▶ _Your goal_
Copy the listing below, switching every "this photo" to "this image" and leaving everything else unchanged. Omit the pictures from your copy.

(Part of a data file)
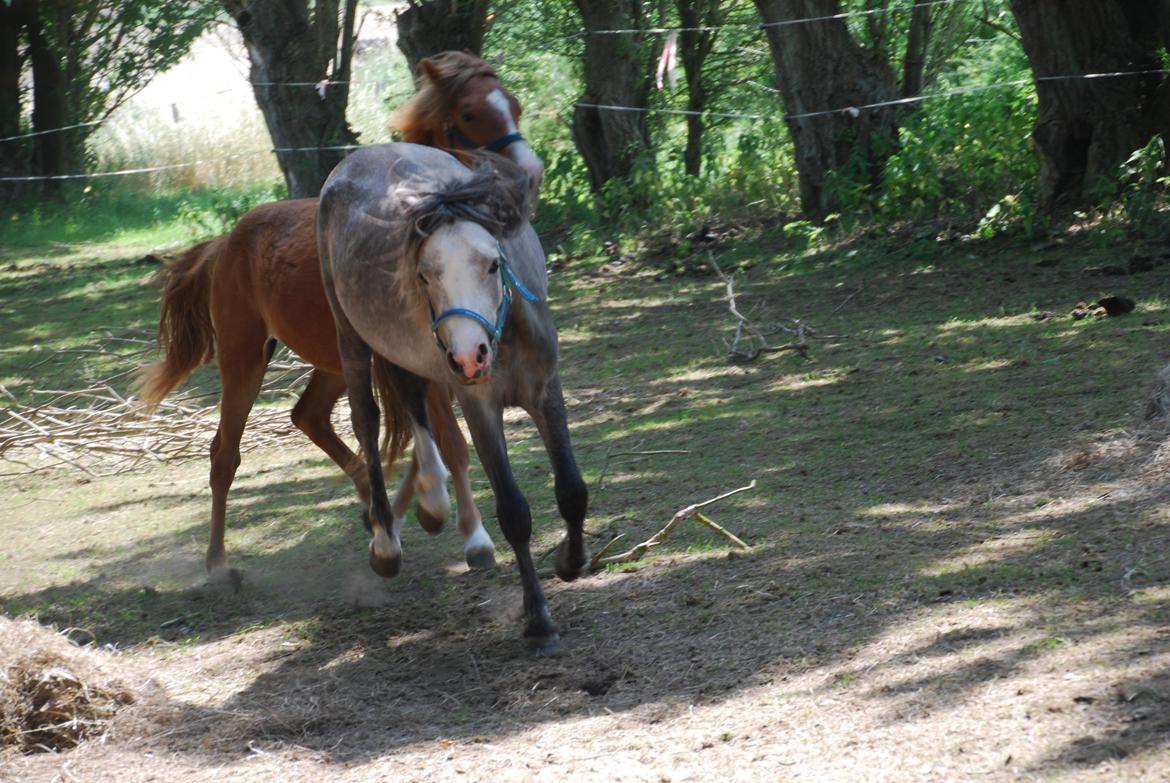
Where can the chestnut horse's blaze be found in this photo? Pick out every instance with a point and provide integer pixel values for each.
(227, 297)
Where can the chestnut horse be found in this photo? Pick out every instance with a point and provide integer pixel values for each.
(232, 297)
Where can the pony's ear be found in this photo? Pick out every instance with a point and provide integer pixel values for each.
(431, 70)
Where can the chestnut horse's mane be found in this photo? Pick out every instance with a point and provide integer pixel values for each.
(427, 110)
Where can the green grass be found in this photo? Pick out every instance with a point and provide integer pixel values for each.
(930, 390)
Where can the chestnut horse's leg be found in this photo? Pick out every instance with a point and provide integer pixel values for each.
(572, 494)
(484, 419)
(312, 416)
(241, 365)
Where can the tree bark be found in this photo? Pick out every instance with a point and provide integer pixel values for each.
(1087, 128)
(820, 67)
(13, 19)
(290, 50)
(611, 141)
(694, 46)
(49, 115)
(427, 27)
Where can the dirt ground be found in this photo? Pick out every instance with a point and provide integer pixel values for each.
(958, 565)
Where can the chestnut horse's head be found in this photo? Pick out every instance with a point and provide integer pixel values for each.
(461, 105)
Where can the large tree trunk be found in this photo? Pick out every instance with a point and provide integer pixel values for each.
(694, 46)
(917, 47)
(1088, 126)
(12, 152)
(427, 27)
(50, 145)
(288, 49)
(610, 141)
(820, 68)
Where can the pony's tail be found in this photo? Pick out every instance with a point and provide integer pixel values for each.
(185, 330)
(398, 419)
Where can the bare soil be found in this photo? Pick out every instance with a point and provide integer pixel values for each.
(958, 565)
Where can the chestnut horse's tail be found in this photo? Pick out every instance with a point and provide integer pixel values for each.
(398, 419)
(185, 330)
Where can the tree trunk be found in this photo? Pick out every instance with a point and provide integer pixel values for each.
(12, 152)
(821, 68)
(427, 27)
(1087, 128)
(610, 141)
(290, 52)
(49, 146)
(917, 47)
(694, 46)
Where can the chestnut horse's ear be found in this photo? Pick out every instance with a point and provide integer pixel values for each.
(431, 69)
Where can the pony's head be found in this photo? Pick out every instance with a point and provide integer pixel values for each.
(461, 105)
(460, 270)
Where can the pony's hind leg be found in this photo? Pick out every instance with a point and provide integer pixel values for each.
(572, 494)
(477, 548)
(312, 417)
(240, 377)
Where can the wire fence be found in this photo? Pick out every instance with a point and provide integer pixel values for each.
(755, 116)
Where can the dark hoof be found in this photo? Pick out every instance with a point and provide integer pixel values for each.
(225, 578)
(385, 567)
(428, 521)
(481, 558)
(544, 646)
(571, 562)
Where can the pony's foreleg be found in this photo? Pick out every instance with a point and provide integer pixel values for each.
(385, 547)
(515, 519)
(477, 547)
(572, 494)
(312, 417)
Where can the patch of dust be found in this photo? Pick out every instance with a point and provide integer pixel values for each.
(364, 589)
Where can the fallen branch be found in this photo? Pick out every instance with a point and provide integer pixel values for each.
(756, 341)
(639, 551)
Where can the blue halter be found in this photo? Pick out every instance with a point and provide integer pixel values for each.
(458, 141)
(509, 282)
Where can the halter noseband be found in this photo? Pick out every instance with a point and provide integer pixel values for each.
(508, 281)
(458, 141)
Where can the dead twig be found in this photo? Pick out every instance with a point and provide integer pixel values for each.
(745, 331)
(639, 551)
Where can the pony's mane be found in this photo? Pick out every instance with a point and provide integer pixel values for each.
(436, 87)
(493, 194)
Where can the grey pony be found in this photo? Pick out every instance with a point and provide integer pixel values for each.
(367, 269)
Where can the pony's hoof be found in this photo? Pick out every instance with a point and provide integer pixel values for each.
(428, 521)
(481, 558)
(544, 646)
(571, 561)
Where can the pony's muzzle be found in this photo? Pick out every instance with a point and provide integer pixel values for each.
(472, 365)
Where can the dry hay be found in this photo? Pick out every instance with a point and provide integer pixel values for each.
(100, 431)
(1157, 399)
(53, 693)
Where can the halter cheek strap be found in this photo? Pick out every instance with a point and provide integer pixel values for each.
(458, 141)
(509, 282)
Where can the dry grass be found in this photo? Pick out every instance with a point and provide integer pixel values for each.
(54, 694)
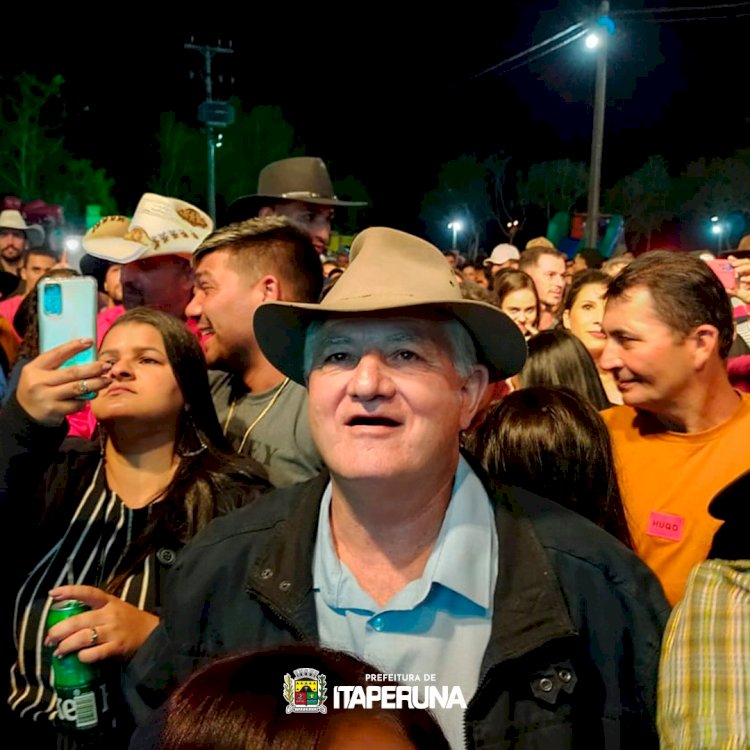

▶ _Reply_
Where can the chestnut horse's blaze be found in this image? Pick out every instance with a point and provide integer pixel values for each.
(227, 297)
Where can the chestnut horse be found in this image? Pick out every instance with a point and provide integer pixel values for each.
(232, 297)
Where can the pony's ear be found in this image? Pick out every instance with a point and provide integer pixel values for each.
(431, 70)
Where can the chestnut horse's mane be found in this image? Pick out every instance with a point and provide integer pixel values for each.
(427, 110)
Where can the green grass be found in this image? Pick out every instance with a point and provide integer pixel values for each.
(930, 390)
Where can the chestnut horse's leg be found in this image? Pick out every instance with a point and provide integer pixel values for each.
(572, 494)
(484, 419)
(312, 416)
(241, 365)
Where can the tree bark be found in this image? Pick out every instance with a point and provide integer pixel values for each.
(1087, 128)
(820, 67)
(13, 19)
(290, 50)
(611, 141)
(694, 46)
(49, 115)
(427, 27)
Where can the dirt ground be found in this image? Pick out every instance with a point and provide integer pixel values for each.
(958, 565)
Where can the chestnut horse's head be found in this image? Pick out every instance with a point and provide integer pixel values for each.
(461, 105)
Where can the large tree trunk be found in this image? Pick out every instance with a point and provide integer pixel values for each.
(694, 46)
(917, 47)
(1088, 126)
(12, 152)
(427, 27)
(50, 145)
(288, 49)
(610, 141)
(820, 68)
Where can the pony's tail be found in this image? Pick out every instance with a point and provide integer pixel values for each.
(185, 330)
(398, 419)
Where can the bare soil be found in this image? Pick out every instance with a point and provide integer pixel values for each.
(958, 565)
Where can the chestnut horse's tail be found in this image? Pick out every instance with a point and provide integer pixel values for each.
(398, 419)
(185, 330)
Where can the tree trunk be found in this image? Pick out every instance with a point and provide integer pixel values for each.
(12, 152)
(821, 68)
(427, 27)
(1087, 128)
(610, 141)
(290, 52)
(49, 146)
(917, 47)
(694, 46)
Where can the chestnut horse's ear be found in this image? Pick out every instance with a point and provide integer pixel values for each.
(431, 69)
Where can the pony's head be found in this image? Pick out every instance with a point and provide integer pixel values for each.
(461, 105)
(460, 270)
Where can the pony's hind leg be found in this image? Pick out every instance with a point and provide integer pixel values for each.
(572, 494)
(477, 548)
(312, 417)
(240, 377)
Where can the wire fence be found in this image? Pick out every instance with a point and provide integer pixel values for each.
(755, 116)
Where can the dark hoof be found in this image? Pick out every instance with a point and provide integer pixel values for each.
(225, 578)
(385, 567)
(428, 521)
(481, 558)
(544, 646)
(571, 562)
Where can the pony's foreleg be found in this image? Pick out every instance with a point and provide integer pixel values for each.
(385, 547)
(515, 519)
(477, 547)
(572, 494)
(312, 417)
Where can the patch of dust be found in this image? Pick out every instance with a point and provide integer pixel values for each.
(364, 589)
Where can the fallen branch be found in this image? Pick out every instance with a point and provide integer pixel values for each.
(756, 341)
(639, 551)
Where can the blue halter be found in this image? Pick out every instance with a point and provide integer pixel values for each.
(458, 141)
(509, 282)
Where can the halter noseband be found in this image? Pick out every instance with a point and provide integer pixel values for each.
(508, 281)
(458, 141)
Where can the dead twig be found in this image? Pick out every instance with a point and provide integer pixel values for each.
(745, 331)
(639, 551)
Where can the pony's mane be found in this image? Pick out every instance with a point and provide integer pixel values for each.
(436, 87)
(493, 194)
Where can the grey pony be found in this image? Pick out every instance with a point and provide integer pixel values for each.
(367, 269)
Where can the pony's hoof be found in this image? Pick out every instance with a point and provide integer pixel values for each.
(428, 521)
(481, 558)
(544, 646)
(571, 561)
Where can the pony's muzzle be found in this image? Pick out every instance with a point and provide integer pixel values for each.
(472, 365)
Where can the dry hay be found in this image? Pick out every instance with a point and provide integer pixel values for each.
(100, 431)
(1157, 399)
(53, 693)
Where can the halter cheek strap be found in this image? Pick out every instance with a point and provide integer pixel values for each.
(458, 141)
(509, 282)
Where can the dry grass be found in this image? Pick out every instance with a point and provide integer pixel values for each.
(54, 694)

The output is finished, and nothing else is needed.